■ Source passage ■
:::::

For healthcare, an industry that is currently responsible for up to 10% of the global carbon footprint, the transition to carbon neutrality and circularity will be an enormous challenge. As 20-30% of the total hospital waste originates from operating rooms, optimising recovery from these waste streams has the potential to make a significant improvement on the environmental footprint of the healthcare sector. However, the recovery of components from current surgical devices is difficult and laborious and thus redesigns are necessary. A gap in the literature is identified regarding design methods specifically targeting circular redesign of surgical devices. Therefore, this thesis aimed to develop a method that helps designers in redesigning surgical devices for circularity.

:::::

■ Record excerpts ■

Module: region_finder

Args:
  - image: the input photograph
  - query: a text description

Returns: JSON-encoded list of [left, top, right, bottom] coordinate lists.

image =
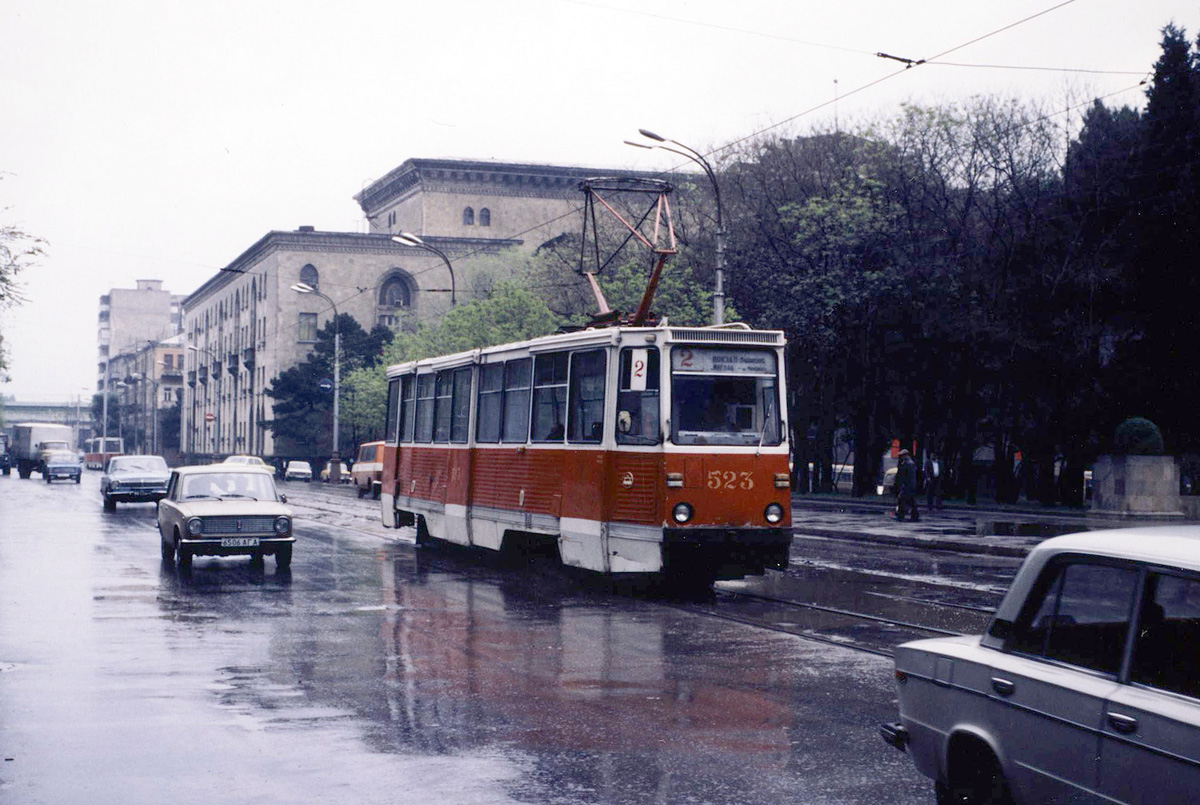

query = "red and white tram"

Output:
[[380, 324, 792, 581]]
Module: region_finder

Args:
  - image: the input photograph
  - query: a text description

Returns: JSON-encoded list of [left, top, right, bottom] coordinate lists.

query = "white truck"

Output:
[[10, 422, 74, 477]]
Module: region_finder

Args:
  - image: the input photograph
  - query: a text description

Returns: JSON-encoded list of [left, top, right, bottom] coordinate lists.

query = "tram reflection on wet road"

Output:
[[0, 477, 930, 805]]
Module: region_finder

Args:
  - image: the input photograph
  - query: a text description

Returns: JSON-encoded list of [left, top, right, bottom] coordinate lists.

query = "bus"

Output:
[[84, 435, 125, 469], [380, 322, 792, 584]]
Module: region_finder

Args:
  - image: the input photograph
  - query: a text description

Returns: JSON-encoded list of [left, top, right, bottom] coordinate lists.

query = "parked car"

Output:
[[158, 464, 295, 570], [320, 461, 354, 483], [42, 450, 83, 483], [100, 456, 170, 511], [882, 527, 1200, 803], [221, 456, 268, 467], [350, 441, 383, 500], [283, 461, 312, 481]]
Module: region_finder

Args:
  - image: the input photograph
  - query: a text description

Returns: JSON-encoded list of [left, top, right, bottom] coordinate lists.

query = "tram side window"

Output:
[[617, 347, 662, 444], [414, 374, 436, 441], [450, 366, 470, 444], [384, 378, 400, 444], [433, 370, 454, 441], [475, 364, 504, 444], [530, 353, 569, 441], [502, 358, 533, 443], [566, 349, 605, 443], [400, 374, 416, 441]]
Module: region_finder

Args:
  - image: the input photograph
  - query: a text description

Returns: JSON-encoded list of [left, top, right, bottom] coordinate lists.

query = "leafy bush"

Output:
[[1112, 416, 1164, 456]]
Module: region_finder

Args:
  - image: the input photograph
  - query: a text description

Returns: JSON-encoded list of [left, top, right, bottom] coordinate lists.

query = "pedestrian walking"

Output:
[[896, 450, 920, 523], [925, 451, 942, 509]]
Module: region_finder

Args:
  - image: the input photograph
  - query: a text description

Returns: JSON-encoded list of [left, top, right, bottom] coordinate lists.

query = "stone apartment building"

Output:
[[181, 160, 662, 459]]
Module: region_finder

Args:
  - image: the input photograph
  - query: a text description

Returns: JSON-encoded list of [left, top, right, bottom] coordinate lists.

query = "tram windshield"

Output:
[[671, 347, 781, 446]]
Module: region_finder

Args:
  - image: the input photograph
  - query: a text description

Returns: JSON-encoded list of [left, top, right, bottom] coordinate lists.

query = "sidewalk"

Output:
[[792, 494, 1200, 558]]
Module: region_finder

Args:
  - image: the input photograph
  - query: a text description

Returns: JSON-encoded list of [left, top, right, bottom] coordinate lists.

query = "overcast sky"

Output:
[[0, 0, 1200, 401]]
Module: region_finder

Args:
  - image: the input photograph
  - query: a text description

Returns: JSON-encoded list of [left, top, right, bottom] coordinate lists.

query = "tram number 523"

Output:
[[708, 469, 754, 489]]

:::::

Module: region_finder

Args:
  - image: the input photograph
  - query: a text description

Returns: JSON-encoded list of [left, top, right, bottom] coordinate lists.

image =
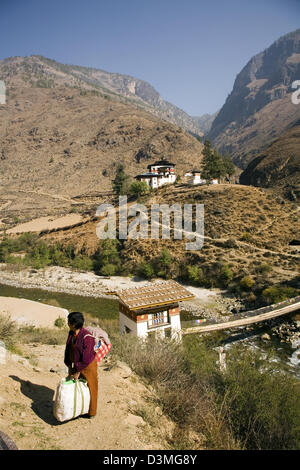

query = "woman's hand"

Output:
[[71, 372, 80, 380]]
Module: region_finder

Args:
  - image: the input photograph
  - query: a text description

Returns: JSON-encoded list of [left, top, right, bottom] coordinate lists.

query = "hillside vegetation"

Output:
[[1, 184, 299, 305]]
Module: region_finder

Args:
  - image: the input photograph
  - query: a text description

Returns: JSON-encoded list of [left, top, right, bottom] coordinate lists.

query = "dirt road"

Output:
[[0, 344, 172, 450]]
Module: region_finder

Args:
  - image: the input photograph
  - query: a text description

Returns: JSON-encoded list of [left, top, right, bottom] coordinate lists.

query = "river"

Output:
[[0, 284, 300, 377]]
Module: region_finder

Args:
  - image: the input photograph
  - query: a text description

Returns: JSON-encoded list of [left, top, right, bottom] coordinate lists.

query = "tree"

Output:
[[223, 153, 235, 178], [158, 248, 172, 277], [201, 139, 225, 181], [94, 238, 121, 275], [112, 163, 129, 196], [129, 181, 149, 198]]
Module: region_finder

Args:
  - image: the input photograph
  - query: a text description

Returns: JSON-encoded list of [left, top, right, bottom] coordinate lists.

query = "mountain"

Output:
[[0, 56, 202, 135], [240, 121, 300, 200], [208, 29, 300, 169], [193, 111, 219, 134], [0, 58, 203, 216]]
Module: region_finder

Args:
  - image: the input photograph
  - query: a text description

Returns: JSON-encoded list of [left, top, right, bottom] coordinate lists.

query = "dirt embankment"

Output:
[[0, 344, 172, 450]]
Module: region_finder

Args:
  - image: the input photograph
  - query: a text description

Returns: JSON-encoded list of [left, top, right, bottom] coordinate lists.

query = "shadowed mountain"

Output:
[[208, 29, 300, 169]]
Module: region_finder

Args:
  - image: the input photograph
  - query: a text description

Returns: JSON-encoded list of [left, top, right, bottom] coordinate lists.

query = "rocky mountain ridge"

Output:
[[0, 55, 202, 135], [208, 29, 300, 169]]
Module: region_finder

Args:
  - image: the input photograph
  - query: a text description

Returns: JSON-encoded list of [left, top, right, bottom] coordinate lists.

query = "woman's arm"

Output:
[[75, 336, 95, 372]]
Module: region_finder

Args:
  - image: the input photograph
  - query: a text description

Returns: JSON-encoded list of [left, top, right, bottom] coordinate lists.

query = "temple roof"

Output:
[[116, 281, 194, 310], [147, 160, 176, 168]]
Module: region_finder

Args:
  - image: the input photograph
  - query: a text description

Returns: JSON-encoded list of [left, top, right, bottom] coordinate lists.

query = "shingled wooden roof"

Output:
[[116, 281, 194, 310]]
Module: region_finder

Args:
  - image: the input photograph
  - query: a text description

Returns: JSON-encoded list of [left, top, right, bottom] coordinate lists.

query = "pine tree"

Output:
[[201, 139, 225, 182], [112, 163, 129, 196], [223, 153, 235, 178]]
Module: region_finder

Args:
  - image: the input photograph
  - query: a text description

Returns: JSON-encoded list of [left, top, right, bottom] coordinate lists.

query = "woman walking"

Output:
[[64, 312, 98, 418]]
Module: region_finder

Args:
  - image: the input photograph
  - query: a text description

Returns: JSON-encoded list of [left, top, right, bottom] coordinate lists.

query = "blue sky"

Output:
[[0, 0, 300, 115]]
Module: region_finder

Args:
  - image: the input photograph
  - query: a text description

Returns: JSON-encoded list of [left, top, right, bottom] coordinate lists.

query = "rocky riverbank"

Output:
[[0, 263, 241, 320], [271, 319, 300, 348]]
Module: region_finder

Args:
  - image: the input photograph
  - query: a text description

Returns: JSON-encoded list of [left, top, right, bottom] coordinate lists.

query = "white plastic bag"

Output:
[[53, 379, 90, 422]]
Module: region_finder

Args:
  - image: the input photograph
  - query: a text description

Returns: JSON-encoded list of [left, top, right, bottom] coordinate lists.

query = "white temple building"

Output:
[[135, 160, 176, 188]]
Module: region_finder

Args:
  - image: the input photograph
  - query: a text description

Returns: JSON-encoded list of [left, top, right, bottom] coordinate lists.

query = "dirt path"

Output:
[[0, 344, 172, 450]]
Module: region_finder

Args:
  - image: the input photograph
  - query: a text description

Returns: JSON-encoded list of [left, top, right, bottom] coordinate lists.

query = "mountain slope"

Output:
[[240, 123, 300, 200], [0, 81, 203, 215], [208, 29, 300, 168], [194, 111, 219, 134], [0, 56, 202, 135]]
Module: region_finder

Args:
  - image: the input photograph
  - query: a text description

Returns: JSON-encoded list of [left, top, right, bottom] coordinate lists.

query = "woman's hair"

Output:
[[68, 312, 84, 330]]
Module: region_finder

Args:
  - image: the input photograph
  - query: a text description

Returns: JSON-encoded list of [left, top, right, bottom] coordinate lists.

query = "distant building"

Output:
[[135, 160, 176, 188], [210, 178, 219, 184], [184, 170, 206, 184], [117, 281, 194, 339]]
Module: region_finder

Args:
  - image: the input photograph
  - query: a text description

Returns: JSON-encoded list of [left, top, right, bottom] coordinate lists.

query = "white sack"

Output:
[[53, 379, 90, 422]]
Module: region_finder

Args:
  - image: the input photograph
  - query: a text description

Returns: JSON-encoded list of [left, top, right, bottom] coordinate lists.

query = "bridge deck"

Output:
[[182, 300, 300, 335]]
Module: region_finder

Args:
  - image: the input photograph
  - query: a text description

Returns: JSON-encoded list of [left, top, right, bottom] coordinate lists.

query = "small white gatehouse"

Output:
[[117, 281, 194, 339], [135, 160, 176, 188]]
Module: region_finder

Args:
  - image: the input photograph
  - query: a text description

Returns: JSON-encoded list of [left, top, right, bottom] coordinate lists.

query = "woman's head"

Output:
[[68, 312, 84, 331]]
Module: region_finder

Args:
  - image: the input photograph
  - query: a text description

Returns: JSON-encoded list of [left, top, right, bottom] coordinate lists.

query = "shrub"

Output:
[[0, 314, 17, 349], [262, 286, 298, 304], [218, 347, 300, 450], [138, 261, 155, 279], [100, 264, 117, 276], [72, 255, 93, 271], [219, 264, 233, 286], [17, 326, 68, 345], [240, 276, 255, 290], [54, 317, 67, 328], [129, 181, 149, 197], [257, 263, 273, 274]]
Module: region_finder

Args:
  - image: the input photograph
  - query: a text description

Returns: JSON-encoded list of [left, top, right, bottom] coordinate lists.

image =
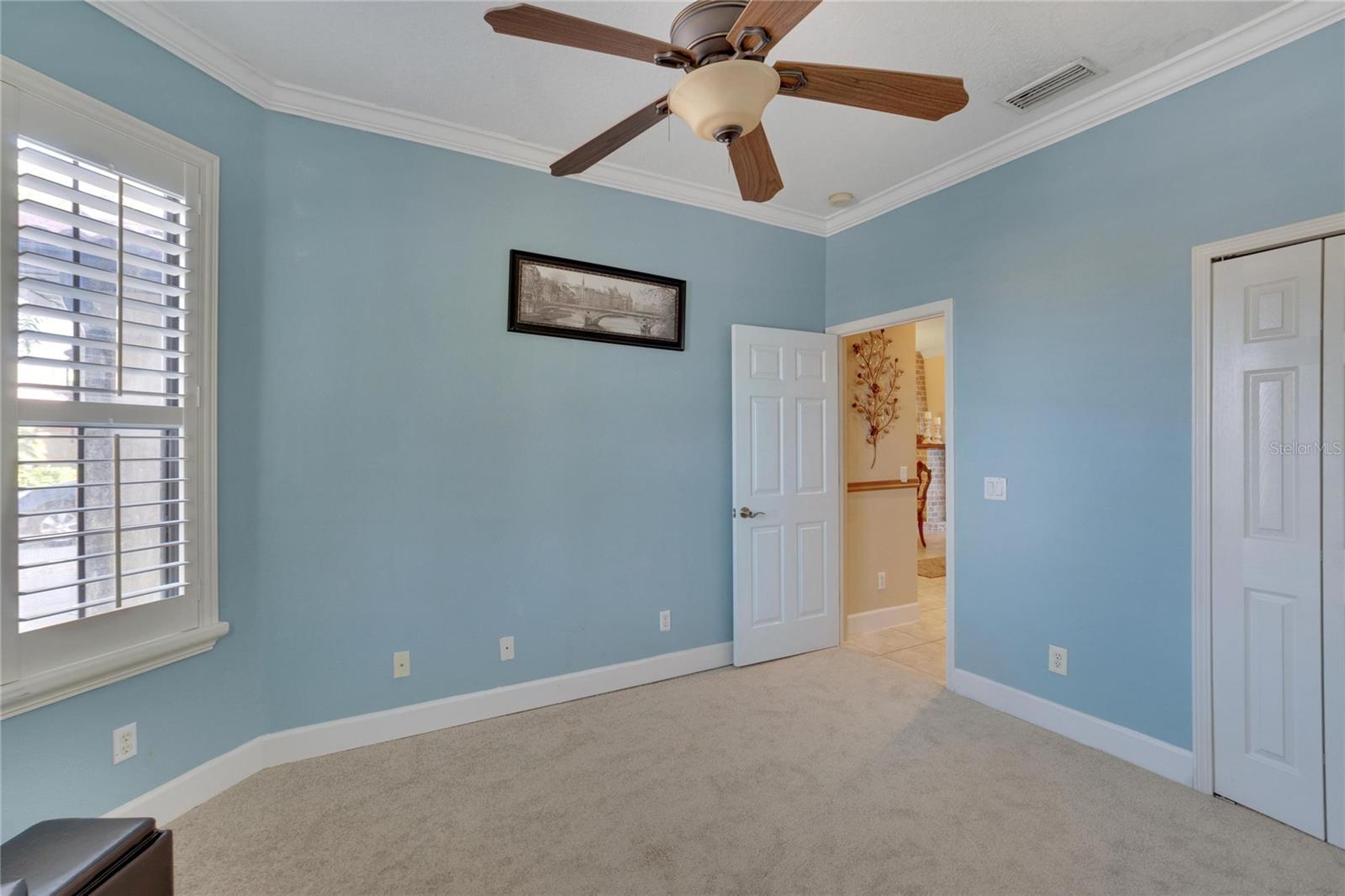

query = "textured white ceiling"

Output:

:::::

■ Tasks to perform ■
**a)** According to the passage on circular surgical device design, what share of total hospital waste originates from operating rooms?
**b)** Supply what follows the final sentence of the passage on circular surgical device design.
The items above are separate material, unrelated to the passage on circular surgical device design.

■ Task responses ■
**a)** 20-30% of total hospital waste originates from operating rooms.

**b)**
As a result, the Circular Redesign Focus Point (CRFP) tool is developed. The tool guides designers in making substantiated decisions on which components to improve the recoverability of, by redesigning the surgical device. Through the assessment of the device on a component level, a set of outputs is generated which are split in the categories disassembly effort and potential gain. Utilising this division the new Circular Redesign Necessity metric is developed, which is used to score the focus points for redesign.
The validation results indicate that the thesis aim is achieved by the development of the tool. With this, the novel tool addresses the identified gap in the literature. The tool forms the first design tool for circular surgical device design and provides a starting point for future studies in this field.